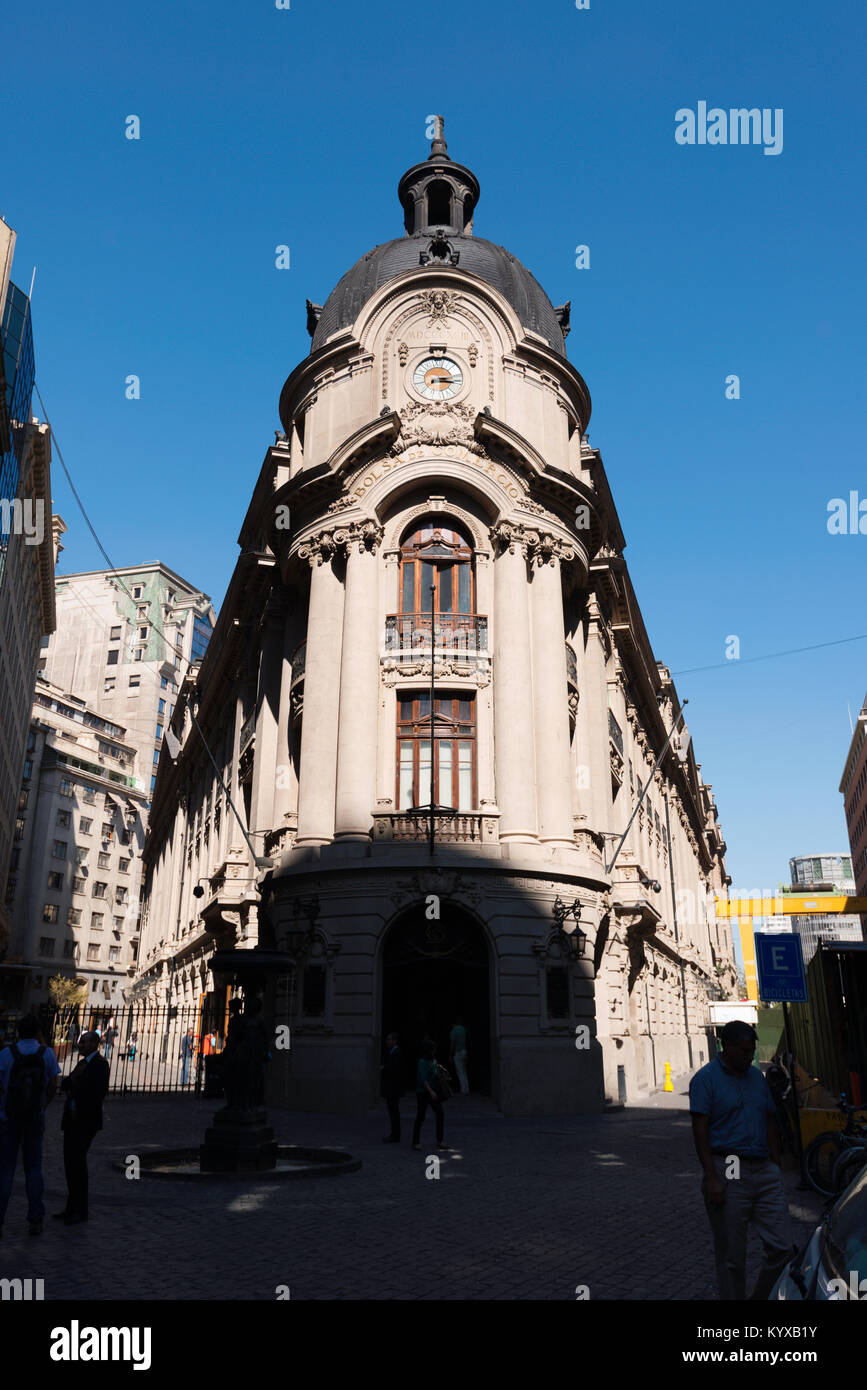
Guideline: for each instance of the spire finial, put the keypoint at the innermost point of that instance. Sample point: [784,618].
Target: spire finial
[438,143]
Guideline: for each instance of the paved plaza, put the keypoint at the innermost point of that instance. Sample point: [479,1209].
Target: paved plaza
[524,1208]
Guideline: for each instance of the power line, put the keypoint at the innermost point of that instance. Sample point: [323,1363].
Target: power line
[771,656]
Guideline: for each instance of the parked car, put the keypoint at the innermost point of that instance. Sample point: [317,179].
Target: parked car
[832,1265]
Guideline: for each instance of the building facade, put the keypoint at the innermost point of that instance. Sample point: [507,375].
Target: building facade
[434,705]
[74,876]
[122,642]
[29,542]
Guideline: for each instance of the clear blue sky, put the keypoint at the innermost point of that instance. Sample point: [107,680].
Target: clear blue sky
[264,127]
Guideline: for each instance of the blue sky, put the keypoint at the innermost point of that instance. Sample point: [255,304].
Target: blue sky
[263,127]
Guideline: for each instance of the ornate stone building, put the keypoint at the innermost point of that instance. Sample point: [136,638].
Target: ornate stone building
[434,498]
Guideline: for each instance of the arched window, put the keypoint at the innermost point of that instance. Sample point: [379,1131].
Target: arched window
[441,558]
[439,203]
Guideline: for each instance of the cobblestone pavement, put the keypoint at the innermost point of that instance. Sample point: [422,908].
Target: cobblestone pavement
[524,1208]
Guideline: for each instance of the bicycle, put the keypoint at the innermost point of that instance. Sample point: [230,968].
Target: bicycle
[823,1153]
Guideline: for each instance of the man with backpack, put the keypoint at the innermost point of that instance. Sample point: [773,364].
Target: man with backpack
[28,1082]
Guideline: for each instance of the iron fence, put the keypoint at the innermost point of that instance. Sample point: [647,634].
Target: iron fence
[149,1048]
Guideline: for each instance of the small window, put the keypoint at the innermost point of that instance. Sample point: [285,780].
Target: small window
[556,988]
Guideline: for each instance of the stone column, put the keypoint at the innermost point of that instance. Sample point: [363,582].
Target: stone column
[321,694]
[267,710]
[513,730]
[285,786]
[550,704]
[359,688]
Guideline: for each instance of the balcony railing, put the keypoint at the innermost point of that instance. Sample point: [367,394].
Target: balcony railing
[463,829]
[460,637]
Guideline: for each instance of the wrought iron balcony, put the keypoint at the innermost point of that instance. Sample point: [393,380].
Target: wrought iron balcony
[459,637]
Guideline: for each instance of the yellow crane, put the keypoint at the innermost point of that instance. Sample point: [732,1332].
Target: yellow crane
[789,905]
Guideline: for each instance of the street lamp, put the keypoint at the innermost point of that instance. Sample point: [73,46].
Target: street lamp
[574,940]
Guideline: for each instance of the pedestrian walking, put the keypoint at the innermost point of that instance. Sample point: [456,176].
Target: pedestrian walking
[82,1119]
[735,1136]
[392,1086]
[186,1054]
[28,1083]
[427,1093]
[457,1054]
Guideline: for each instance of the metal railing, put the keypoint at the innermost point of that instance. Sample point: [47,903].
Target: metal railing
[463,635]
[154,1050]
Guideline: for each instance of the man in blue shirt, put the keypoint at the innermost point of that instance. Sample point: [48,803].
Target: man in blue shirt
[25,1089]
[737,1140]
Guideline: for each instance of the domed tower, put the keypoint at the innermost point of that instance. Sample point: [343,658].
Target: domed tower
[438,705]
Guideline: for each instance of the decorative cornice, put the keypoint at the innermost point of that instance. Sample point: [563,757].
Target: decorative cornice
[321,546]
[537,546]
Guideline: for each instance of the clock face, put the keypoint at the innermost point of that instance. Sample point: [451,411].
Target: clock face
[438,378]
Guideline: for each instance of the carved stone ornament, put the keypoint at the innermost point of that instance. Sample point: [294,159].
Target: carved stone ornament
[445,423]
[321,546]
[438,303]
[538,546]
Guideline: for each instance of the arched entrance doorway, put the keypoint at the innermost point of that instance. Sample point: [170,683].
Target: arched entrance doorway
[434,973]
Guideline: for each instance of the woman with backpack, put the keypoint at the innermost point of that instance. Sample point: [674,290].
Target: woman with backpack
[428,1091]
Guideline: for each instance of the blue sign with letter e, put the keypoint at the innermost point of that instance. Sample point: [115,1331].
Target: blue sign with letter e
[780,962]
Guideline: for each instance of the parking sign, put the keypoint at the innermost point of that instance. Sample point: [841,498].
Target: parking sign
[780,963]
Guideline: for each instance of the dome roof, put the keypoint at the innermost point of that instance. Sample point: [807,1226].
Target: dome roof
[491,263]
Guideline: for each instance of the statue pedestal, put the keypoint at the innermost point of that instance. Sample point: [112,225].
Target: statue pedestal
[238,1141]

◇ ◇ ◇ ◇

WHAT TO DO :: Repeat, without change, each line of the data above from the one that contains "Guideline: for each instance of the parking" through the final line, counting both.

REPLY TO THE EXERCISE ::
Guideline: for each instance of the parking sign, put the keypoint at the innermost point of that instance. Sample point: [841,498].
Target: parking sign
[780,963]
Guideline: for each instance of the dome roof, put the keypoint at the innermost point of that instance. Sample point: [807,1226].
Target: dome roof
[491,263]
Guideline: for each instance of the statue pedestal, put the keypoint at the innermost point of that instance. Sample point: [112,225].
Target: statue pedestal
[238,1141]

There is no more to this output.